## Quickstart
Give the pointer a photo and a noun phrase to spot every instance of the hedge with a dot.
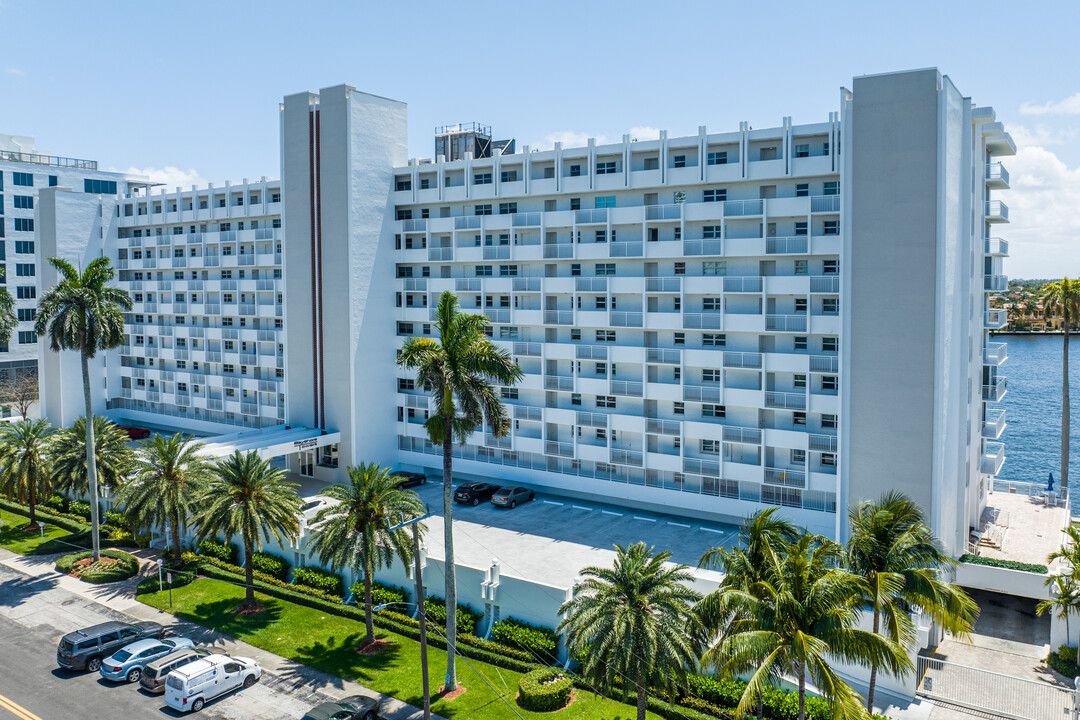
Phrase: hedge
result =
(322, 580)
(541, 641)
(434, 608)
(271, 565)
(127, 567)
(543, 690)
(1009, 565)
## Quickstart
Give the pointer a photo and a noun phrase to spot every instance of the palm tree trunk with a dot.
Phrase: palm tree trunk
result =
(248, 576)
(95, 538)
(368, 623)
(451, 582)
(869, 691)
(643, 697)
(1065, 408)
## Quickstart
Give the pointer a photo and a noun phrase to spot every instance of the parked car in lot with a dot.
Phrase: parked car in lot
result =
(354, 707)
(134, 432)
(85, 649)
(127, 663)
(156, 671)
(409, 479)
(190, 687)
(474, 493)
(512, 497)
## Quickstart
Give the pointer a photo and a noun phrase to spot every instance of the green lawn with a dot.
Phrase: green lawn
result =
(327, 642)
(25, 543)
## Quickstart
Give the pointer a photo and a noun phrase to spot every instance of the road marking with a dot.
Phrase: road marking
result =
(16, 709)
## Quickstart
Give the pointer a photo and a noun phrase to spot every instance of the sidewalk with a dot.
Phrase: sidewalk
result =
(282, 674)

+++

Please reproduce the listing exactly, leaving out any pictures.

## Quickstart
Give the pointer a photo and a noun phrase to spot every instance of the hedge with a dot.
Phrase: hedge
result =
(322, 580)
(541, 641)
(434, 608)
(271, 565)
(127, 567)
(543, 690)
(1009, 565)
## Quickstart
Give the pointer a photo and a noun phrase to spot every instance of the palm tree trunk with a dot.
Phrase: palm tree trunk
result =
(248, 576)
(95, 538)
(368, 623)
(451, 582)
(869, 691)
(643, 697)
(1065, 408)
## Quickstart
Give the pointer a photo and a noun phrase to spot every instance of the parked car in lot with a dot.
Phrase: parked car in lot
result =
(354, 707)
(134, 432)
(85, 649)
(127, 663)
(156, 671)
(409, 479)
(190, 687)
(474, 493)
(512, 497)
## Quickstart
Give the pointer a photo and a noun phrase to spot every instance of the green lawn with a dot.
Phrase: green lawn
result =
(327, 642)
(25, 543)
## Quickstart
Give the pointer a photo and a noun phrase to spot every instance of the road marking with a dot.
Phrase: road marking
result =
(16, 709)
## Quickstart
Give the pointer a photo and a noun phrase to spot every instance of the sidewalk with a dot.
Phrase: sidewalk
result =
(282, 674)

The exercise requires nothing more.